> Passage du texte
⁂

Ce qui paraissait un pari insensé est devenu une réalité incontestée : l'entreprise a maintenant droit de cité au Sénat. La France est un grand peuple d'entrepreneurs. Nous leur avons rendu hommage ce matin puisque 500 créateurs d'entreprise ont siégé dans l'hémicycle du Sénat et que sept d'entre eux ont pu poser une question au gouvernement. J'adresse donc mes remerciements les plus chaleureux à l'ensemble des intervenants des tables rondes qui vont débuter dans quelques minutes.
Vous l'avez compris, les entrepreneurs sont des personnages importants de notre société. Si le Sénat a contribué modestement à changer l'esprit du temps, il le doit non pas seulement à son Président, ce serait prétentieux de ma part, mais en premier lieu à l'ensemble des sénatrices et sénateurs qui ont adhéré à cette démarche. Après une période de réflexion, d'hésitation, chacun y souscrit et apporte sa contribution à la réussite des différentes opérations que nous lançons dans différents domaines. Je pourrais parler de la culture, du sport, de la recherche et de l'entreprise, sujet qui nous préoccupe présentement.

⁂

> Problème posé
Recopiez mot pour mot l'intégralité du passage ci-dessus sur les entrepreneurs au Sénat.

> Données fournies
⁂

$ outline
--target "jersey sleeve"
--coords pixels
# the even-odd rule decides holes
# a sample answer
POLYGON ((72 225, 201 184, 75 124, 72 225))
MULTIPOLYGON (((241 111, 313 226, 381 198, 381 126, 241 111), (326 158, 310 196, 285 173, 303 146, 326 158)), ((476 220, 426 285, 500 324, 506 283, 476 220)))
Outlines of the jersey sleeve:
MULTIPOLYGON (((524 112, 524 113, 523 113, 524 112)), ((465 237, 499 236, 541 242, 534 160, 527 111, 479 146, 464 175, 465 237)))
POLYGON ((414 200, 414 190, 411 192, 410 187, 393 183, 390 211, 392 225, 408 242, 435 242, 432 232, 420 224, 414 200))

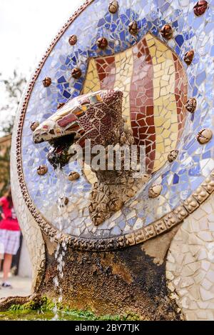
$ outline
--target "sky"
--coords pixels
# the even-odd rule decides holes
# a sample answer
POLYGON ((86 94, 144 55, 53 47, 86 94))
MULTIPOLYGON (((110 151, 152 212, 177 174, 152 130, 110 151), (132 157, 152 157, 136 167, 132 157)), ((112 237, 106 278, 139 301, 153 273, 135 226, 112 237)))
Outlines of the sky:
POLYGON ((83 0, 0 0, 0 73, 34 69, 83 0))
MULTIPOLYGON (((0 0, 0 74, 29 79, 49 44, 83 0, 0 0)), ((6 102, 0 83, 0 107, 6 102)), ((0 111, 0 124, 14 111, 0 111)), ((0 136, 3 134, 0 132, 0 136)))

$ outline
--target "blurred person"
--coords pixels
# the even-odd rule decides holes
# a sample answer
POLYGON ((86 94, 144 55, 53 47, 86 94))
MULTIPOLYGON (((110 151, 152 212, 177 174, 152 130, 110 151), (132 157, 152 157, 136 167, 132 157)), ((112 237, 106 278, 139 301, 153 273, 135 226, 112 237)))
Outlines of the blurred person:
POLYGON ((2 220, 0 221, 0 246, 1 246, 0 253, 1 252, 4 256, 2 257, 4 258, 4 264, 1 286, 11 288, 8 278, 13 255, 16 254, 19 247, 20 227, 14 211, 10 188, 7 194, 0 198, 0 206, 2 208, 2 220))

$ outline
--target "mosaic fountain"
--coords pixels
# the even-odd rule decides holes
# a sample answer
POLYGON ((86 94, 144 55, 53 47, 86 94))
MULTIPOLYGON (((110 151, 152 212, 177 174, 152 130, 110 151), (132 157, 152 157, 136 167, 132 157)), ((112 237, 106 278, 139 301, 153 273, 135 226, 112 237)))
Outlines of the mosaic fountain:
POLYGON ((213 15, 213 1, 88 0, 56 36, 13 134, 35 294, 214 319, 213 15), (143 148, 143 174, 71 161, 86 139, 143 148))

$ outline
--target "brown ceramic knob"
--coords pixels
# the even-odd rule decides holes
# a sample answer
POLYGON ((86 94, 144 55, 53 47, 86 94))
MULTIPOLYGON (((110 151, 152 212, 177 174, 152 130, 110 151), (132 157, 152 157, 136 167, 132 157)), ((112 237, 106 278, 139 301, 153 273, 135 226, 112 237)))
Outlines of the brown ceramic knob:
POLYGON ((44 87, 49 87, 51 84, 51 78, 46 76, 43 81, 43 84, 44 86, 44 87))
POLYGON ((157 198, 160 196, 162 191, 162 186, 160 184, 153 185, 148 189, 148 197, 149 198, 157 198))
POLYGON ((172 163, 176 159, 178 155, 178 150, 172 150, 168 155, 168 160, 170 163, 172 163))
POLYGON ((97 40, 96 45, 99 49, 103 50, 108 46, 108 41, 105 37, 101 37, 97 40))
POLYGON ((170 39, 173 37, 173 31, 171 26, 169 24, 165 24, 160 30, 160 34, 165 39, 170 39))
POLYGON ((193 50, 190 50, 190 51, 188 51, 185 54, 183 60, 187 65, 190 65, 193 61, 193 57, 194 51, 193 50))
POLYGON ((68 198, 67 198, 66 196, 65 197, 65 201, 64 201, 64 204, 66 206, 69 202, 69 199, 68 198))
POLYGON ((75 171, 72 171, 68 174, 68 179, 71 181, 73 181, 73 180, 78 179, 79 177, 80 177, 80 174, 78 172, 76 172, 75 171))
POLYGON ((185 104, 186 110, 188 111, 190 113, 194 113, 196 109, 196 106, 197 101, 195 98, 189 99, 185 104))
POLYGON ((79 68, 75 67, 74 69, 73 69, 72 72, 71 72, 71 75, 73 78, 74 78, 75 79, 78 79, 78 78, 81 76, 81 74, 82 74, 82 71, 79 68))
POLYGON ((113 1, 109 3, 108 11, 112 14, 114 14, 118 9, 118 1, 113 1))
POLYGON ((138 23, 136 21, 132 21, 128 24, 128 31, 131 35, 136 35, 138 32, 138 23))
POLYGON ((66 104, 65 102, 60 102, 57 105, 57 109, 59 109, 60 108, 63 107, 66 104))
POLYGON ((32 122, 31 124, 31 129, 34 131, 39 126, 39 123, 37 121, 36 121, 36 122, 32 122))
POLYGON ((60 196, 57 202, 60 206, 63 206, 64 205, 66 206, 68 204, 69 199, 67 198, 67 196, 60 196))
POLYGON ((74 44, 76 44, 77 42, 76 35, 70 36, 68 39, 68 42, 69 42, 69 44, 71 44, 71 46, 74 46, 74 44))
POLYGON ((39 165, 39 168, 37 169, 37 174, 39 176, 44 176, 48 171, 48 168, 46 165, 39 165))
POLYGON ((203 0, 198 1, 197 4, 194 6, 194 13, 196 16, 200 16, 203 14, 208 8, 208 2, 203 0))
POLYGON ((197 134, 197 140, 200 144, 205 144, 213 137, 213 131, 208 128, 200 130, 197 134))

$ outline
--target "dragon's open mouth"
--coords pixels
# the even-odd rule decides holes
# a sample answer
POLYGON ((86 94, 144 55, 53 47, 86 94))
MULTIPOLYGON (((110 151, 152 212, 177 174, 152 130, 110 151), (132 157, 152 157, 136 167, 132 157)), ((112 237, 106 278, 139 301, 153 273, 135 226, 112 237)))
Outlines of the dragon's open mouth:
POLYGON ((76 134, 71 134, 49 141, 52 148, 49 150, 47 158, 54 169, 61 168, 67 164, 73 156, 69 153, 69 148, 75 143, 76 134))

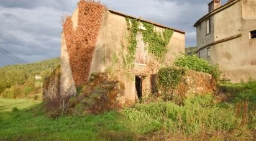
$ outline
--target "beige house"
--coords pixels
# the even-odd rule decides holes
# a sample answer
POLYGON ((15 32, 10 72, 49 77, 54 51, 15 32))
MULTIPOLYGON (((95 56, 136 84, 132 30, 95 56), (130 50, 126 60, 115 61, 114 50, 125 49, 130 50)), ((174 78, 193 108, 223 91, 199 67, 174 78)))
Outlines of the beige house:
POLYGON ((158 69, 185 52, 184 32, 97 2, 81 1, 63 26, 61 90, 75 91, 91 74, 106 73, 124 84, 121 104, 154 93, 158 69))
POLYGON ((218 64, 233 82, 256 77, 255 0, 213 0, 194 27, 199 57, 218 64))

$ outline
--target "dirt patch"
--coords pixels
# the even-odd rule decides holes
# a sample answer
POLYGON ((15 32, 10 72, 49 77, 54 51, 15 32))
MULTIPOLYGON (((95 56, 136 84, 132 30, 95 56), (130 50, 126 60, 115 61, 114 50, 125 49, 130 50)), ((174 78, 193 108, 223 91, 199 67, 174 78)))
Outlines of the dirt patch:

⁂

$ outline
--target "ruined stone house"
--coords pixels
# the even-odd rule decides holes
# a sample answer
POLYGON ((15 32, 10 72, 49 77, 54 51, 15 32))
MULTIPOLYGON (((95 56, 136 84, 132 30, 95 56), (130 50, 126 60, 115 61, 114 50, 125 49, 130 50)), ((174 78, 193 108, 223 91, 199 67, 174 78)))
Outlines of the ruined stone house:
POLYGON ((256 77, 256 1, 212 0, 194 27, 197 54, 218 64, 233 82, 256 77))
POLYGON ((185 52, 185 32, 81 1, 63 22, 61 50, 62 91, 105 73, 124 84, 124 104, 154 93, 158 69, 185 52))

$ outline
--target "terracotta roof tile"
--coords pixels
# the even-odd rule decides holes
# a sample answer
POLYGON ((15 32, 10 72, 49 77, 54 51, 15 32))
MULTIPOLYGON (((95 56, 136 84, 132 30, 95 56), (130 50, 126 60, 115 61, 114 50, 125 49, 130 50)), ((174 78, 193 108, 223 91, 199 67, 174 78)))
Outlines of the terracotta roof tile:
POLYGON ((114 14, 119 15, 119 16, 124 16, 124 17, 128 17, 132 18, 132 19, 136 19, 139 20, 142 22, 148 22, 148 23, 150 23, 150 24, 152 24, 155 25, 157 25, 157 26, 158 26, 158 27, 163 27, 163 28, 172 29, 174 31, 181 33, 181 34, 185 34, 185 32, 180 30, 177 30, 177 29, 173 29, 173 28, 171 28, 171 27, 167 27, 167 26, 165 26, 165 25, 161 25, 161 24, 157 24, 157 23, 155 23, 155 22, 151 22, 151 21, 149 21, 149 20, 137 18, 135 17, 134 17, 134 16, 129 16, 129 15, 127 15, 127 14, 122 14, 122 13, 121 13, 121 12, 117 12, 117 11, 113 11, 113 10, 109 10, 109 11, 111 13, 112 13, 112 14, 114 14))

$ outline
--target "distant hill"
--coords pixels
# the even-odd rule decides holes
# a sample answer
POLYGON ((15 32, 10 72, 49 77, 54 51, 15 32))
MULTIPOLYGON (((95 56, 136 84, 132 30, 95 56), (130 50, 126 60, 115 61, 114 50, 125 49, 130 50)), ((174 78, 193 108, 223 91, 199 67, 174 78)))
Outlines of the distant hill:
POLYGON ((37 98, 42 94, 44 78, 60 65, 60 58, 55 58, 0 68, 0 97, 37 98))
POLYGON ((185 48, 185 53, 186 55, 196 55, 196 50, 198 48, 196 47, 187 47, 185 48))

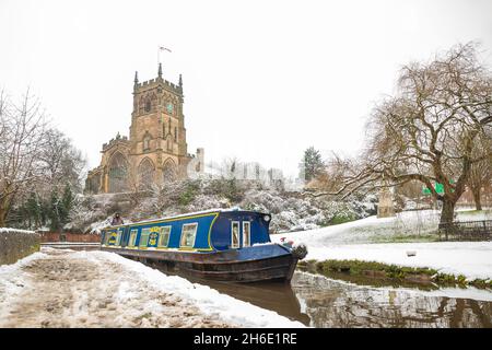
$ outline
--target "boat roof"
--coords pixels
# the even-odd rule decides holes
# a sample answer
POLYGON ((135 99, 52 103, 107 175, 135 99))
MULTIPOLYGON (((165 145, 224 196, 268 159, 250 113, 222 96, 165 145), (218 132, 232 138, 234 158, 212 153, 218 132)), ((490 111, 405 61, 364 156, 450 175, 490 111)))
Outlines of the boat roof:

⁂

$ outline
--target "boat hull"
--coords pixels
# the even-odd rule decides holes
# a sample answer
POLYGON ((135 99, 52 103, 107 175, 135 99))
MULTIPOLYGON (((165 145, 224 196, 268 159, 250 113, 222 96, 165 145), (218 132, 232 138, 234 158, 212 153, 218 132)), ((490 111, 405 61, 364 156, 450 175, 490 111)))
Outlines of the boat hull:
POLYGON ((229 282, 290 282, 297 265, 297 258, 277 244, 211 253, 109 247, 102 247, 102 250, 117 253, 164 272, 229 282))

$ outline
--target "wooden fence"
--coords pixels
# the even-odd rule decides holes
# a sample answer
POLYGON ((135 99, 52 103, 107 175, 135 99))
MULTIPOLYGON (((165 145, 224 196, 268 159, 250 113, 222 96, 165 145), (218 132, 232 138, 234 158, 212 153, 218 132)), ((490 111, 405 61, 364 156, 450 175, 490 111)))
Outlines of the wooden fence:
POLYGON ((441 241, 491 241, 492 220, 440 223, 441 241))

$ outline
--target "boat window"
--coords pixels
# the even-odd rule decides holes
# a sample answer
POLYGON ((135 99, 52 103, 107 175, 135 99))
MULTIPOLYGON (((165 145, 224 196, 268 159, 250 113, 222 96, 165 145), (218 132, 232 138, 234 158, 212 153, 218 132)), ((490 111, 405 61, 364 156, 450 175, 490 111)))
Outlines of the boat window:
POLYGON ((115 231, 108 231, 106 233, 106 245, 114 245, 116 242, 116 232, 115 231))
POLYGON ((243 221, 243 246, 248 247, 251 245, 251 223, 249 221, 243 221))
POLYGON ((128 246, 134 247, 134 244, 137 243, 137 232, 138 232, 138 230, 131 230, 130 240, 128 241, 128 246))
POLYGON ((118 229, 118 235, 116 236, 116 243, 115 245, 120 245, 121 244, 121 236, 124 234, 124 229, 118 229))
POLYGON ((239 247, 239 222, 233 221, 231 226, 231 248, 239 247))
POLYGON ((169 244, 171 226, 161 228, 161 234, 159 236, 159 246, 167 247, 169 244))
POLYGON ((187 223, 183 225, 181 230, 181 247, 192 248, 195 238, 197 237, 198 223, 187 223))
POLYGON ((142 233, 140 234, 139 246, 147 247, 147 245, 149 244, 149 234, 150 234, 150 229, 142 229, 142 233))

⁂

> Solution rédigée
Ce qui paraissait un pari insensé est devenu une réalité incontestée : l'entreprise a maintenant droit de cité au Sénat. La France est un grand peuple d'entrepreneurs. Nous leur avons rendu hommage ce matin puisque 500 créateurs d'entreprise ont siégé dans l'hémicycle du Sénat et que sept d'entre eux ont pu poser une question au gouvernement. J'adresse donc mes remerciements les plus chaleureux à l'ensemble des intervenants des tables rondes qui vont débuter dans quelques minutes.
Vous l'avez compris, les entrepreneurs sont des personnages importants de notre société. Si le Sénat a contribué modestement à changer l'esprit du temps, il le doit non pas seulement à son Président, ce serait prétentieux de ma part, mais en premier lieu à l'ensemble des sénatrices et sénateurs qui ont adhéré à cette démarche. Après une période de réflexion, d'hésitation, chacun y souscrit et apporte sa contribution à la réussite des différentes opérations que nous lançons dans différents domaines. Je pourrais parler de la culture, du sport, de la recherche et de l'entreprise, sujet qui nous préoccupe présentement.